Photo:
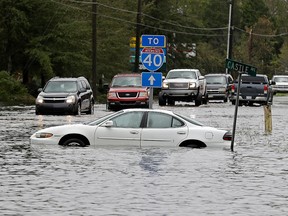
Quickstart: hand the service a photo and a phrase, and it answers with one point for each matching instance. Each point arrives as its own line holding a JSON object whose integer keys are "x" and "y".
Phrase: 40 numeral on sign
{"x": 152, "y": 58}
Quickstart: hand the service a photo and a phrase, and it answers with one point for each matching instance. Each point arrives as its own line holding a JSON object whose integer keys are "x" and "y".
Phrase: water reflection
{"x": 54, "y": 180}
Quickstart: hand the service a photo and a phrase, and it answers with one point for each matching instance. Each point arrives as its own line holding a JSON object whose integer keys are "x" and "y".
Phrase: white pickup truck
{"x": 183, "y": 85}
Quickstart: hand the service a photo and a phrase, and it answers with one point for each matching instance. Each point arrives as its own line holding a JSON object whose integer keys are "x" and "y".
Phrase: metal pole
{"x": 137, "y": 45}
{"x": 94, "y": 48}
{"x": 229, "y": 33}
{"x": 151, "y": 98}
{"x": 236, "y": 111}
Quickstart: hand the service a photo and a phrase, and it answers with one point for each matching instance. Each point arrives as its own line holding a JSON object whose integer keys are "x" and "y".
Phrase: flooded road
{"x": 53, "y": 180}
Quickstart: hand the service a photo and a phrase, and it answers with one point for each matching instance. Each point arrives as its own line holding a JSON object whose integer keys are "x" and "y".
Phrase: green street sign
{"x": 240, "y": 67}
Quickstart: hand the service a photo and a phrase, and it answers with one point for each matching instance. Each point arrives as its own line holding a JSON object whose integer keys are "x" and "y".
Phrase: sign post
{"x": 152, "y": 57}
{"x": 242, "y": 69}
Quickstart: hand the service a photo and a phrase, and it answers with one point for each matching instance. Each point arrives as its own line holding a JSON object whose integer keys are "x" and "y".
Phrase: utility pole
{"x": 94, "y": 47}
{"x": 230, "y": 32}
{"x": 137, "y": 48}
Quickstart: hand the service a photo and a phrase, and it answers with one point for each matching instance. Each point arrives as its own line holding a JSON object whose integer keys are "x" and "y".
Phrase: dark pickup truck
{"x": 256, "y": 89}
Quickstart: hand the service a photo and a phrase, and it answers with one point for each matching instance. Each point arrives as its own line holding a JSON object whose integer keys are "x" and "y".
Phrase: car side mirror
{"x": 271, "y": 82}
{"x": 108, "y": 124}
{"x": 83, "y": 90}
{"x": 106, "y": 86}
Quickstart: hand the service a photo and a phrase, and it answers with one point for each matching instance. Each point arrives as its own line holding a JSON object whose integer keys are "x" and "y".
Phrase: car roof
{"x": 66, "y": 78}
{"x": 257, "y": 75}
{"x": 147, "y": 110}
{"x": 280, "y": 76}
{"x": 217, "y": 74}
{"x": 184, "y": 70}
{"x": 127, "y": 75}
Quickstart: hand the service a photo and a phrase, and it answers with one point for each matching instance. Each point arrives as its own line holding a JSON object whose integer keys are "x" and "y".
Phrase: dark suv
{"x": 65, "y": 96}
{"x": 256, "y": 89}
{"x": 219, "y": 86}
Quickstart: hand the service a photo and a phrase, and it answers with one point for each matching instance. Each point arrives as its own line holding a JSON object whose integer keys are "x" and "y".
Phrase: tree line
{"x": 41, "y": 39}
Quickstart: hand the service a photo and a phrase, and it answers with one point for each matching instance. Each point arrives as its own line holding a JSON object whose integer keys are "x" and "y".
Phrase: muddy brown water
{"x": 52, "y": 180}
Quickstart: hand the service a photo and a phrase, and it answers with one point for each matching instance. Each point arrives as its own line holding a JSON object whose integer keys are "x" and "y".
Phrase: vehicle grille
{"x": 178, "y": 85}
{"x": 282, "y": 86}
{"x": 54, "y": 100}
{"x": 127, "y": 94}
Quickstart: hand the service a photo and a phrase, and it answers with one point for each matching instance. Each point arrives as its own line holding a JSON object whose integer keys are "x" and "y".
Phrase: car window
{"x": 160, "y": 120}
{"x": 126, "y": 81}
{"x": 128, "y": 120}
{"x": 181, "y": 74}
{"x": 61, "y": 86}
{"x": 216, "y": 80}
{"x": 281, "y": 79}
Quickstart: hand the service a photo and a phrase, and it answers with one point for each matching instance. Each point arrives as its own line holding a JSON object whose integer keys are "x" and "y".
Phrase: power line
{"x": 151, "y": 17}
{"x": 143, "y": 25}
{"x": 163, "y": 21}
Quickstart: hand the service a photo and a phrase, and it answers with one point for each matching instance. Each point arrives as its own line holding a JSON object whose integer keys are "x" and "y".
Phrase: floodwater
{"x": 54, "y": 180}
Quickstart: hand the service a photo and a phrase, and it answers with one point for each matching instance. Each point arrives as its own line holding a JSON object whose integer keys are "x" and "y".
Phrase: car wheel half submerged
{"x": 74, "y": 142}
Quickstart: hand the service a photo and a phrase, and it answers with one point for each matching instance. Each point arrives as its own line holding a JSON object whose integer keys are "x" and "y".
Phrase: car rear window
{"x": 281, "y": 79}
{"x": 253, "y": 80}
{"x": 215, "y": 80}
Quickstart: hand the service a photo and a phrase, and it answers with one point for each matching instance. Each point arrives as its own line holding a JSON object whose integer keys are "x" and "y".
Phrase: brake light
{"x": 227, "y": 136}
{"x": 265, "y": 89}
{"x": 233, "y": 88}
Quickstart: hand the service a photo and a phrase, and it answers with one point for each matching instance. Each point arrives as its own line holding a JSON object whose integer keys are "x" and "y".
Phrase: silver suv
{"x": 65, "y": 96}
{"x": 183, "y": 85}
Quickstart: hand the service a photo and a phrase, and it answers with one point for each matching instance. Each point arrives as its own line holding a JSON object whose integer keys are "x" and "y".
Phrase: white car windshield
{"x": 102, "y": 119}
{"x": 192, "y": 121}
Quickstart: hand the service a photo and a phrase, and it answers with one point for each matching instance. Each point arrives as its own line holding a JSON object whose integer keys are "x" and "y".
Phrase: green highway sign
{"x": 240, "y": 67}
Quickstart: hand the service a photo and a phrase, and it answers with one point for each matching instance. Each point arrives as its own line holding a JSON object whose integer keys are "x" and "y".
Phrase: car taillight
{"x": 265, "y": 89}
{"x": 233, "y": 88}
{"x": 227, "y": 136}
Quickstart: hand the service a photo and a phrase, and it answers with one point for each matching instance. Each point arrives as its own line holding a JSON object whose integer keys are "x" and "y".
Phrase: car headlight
{"x": 143, "y": 94}
{"x": 192, "y": 85}
{"x": 164, "y": 85}
{"x": 70, "y": 99}
{"x": 43, "y": 135}
{"x": 112, "y": 95}
{"x": 39, "y": 99}
{"x": 222, "y": 90}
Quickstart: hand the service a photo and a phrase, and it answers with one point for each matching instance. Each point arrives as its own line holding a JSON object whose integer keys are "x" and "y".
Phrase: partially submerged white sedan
{"x": 137, "y": 128}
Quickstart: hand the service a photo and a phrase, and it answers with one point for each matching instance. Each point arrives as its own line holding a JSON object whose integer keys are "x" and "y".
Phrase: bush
{"x": 12, "y": 91}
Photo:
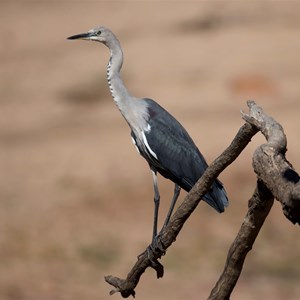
----------
* **Task description**: Collect every line in the rows above that contains the word "truck", copying each one in full.

* **Written solution**:
Phrase: white pickup truck
Phrase: dark pickup truck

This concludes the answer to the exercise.